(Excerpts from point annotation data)
· · · · · · ·

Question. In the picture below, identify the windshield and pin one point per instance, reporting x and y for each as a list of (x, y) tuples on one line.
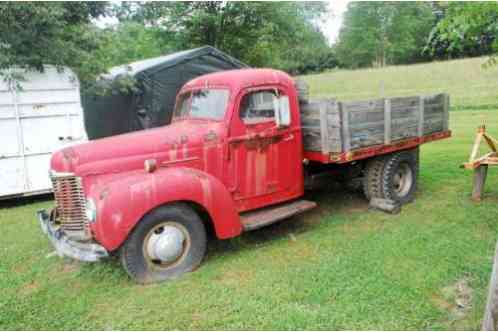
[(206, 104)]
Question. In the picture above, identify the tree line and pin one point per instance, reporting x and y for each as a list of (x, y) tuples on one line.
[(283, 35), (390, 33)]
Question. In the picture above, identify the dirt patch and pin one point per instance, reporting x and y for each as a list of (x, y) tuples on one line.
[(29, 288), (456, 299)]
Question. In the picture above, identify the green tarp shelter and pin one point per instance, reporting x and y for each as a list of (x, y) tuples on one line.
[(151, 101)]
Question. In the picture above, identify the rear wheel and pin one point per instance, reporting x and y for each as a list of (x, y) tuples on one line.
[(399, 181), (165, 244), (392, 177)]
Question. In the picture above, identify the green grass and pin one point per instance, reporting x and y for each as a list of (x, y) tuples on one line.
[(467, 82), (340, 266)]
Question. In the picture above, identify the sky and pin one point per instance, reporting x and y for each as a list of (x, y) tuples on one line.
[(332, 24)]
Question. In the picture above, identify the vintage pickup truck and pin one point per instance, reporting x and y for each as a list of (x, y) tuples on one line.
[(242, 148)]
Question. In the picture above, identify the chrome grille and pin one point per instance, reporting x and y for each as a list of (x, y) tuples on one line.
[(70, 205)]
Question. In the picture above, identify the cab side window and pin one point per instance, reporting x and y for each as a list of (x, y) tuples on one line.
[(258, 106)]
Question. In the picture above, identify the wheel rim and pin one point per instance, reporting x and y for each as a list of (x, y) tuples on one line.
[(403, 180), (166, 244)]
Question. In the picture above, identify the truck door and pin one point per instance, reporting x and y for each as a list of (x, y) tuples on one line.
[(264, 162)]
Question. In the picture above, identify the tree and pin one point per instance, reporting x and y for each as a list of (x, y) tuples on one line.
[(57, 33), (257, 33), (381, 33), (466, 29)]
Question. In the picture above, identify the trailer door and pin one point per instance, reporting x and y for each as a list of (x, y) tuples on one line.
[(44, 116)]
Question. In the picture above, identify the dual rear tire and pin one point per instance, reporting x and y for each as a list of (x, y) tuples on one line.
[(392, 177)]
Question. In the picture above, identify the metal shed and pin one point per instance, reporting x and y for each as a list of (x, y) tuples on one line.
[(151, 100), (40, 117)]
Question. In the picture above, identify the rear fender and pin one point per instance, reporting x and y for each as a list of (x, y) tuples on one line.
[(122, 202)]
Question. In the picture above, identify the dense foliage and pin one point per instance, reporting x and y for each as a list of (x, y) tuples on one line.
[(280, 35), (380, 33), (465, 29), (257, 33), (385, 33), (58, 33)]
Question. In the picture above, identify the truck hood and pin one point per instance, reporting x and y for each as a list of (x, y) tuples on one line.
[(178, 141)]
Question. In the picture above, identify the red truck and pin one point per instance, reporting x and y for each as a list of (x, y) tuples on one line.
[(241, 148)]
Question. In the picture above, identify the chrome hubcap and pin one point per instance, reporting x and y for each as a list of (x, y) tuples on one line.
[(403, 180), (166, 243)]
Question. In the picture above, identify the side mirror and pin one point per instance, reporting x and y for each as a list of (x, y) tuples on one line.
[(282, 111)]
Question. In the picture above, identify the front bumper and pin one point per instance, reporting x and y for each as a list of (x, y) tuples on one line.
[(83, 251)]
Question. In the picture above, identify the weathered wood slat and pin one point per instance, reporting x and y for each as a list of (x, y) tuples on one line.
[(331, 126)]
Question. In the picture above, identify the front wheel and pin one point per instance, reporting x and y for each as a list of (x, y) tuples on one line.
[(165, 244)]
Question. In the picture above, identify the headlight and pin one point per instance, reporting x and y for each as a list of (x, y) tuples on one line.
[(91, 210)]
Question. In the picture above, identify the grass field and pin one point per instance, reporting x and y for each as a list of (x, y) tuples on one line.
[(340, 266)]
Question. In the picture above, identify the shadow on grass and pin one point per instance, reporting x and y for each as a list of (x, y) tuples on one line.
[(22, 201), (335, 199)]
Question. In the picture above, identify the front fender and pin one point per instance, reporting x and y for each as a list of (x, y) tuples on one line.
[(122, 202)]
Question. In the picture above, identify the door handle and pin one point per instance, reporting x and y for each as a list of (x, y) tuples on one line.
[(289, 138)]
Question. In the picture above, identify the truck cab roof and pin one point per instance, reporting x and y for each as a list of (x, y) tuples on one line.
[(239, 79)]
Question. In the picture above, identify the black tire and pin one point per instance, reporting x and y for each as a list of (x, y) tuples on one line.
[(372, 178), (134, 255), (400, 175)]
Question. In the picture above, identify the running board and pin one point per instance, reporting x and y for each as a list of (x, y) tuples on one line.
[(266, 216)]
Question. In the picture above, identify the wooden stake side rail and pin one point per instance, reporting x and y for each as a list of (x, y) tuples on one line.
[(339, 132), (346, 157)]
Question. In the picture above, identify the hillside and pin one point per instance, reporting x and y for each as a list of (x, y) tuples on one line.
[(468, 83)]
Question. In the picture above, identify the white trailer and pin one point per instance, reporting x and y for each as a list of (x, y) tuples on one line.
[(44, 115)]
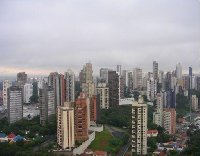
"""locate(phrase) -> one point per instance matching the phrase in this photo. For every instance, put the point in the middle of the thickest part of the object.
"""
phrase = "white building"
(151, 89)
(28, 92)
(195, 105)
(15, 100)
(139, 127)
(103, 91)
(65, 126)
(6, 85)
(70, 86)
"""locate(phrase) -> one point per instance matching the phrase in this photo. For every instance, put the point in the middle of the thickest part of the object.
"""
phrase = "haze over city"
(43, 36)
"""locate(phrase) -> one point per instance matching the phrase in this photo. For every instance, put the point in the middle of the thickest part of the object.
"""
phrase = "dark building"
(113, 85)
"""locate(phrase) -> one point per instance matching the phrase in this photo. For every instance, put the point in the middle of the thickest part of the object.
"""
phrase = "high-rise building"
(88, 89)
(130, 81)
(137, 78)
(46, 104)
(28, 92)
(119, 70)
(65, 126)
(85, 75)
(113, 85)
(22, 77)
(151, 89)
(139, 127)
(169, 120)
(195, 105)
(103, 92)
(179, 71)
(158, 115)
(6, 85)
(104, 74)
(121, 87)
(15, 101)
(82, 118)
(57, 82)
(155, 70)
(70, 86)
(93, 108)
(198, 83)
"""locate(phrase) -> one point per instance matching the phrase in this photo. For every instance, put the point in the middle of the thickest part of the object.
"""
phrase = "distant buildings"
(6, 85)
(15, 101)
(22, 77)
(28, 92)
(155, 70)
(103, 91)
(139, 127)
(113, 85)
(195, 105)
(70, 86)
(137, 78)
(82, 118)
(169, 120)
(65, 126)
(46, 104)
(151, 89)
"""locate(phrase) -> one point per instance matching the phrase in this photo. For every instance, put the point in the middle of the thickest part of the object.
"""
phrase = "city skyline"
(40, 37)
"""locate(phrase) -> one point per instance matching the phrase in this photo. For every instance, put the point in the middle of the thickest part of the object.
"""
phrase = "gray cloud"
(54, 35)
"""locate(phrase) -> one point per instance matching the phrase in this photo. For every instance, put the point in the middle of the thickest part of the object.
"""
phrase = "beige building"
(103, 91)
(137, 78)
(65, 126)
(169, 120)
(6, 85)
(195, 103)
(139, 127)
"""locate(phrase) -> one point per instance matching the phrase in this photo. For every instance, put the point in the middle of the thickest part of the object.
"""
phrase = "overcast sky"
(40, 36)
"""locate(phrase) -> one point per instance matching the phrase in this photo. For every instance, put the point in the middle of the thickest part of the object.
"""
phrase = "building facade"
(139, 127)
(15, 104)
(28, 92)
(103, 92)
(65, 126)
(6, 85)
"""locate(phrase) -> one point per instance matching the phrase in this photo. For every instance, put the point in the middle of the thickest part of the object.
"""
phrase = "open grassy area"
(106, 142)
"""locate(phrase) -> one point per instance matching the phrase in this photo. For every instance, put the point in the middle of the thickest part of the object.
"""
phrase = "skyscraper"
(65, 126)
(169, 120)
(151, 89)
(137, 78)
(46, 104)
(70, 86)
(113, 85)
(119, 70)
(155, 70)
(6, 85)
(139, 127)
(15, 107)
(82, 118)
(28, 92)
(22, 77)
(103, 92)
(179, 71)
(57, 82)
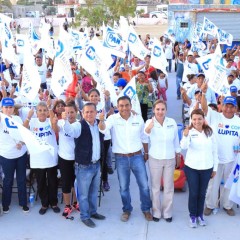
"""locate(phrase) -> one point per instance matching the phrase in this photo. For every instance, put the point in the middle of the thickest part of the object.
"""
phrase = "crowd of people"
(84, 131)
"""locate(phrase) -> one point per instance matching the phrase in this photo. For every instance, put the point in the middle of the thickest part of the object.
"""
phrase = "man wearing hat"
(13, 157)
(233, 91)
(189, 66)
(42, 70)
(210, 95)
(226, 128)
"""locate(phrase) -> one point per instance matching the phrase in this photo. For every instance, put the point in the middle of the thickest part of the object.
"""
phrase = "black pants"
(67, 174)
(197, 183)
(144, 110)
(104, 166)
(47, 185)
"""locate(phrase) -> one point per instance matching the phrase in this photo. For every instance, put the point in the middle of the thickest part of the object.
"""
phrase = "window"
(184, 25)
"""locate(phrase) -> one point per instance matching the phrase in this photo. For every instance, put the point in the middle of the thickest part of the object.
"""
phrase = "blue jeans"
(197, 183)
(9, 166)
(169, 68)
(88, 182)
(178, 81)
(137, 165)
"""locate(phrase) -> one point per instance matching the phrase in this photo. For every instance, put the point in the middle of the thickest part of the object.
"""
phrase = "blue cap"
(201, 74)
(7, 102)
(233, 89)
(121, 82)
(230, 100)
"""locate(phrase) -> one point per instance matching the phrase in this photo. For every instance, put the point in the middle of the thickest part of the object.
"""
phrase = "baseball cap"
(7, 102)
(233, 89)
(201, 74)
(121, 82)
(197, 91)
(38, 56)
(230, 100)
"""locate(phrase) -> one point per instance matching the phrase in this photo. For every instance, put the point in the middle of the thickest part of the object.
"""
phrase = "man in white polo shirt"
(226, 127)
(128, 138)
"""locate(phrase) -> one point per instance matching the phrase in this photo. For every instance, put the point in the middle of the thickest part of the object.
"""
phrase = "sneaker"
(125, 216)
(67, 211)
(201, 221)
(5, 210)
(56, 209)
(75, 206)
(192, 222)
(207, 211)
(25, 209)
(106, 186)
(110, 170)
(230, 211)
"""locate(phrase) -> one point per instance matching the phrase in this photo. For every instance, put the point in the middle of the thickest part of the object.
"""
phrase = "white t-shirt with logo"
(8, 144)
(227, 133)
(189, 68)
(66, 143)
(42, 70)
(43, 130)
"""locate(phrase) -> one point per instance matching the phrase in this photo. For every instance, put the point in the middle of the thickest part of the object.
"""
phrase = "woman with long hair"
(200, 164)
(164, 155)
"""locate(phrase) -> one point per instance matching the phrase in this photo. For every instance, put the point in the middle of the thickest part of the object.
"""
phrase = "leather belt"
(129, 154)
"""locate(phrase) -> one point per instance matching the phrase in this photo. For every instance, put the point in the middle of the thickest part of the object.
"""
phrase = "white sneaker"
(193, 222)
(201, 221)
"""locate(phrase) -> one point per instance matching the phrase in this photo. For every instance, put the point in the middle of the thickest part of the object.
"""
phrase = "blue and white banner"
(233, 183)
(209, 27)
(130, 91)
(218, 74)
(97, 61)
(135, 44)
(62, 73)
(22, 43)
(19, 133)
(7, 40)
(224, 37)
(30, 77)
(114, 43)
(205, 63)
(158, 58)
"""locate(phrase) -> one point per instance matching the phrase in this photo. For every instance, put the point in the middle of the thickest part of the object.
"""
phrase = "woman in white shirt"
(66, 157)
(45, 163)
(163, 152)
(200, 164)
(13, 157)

· · · · · · ·

Given instruction:
Update the records from the beginning through the line containing "[(283, 35), (390, 33)]", changing "tree line" to "row of trees" and leaving everything else as it is. Omit the pictures from your answer.

Response:
Question. In the picture below, identify the windshield and pin one point per instance, reporting x and y for each as a list of (x, y) tuples on one line.
[(206, 104)]
Question. In the picture above, identify the row of trees and pin one point per instance, reporting x and y for each as a list of (x, y) tuples on one line.
[(283, 35), (390, 33)]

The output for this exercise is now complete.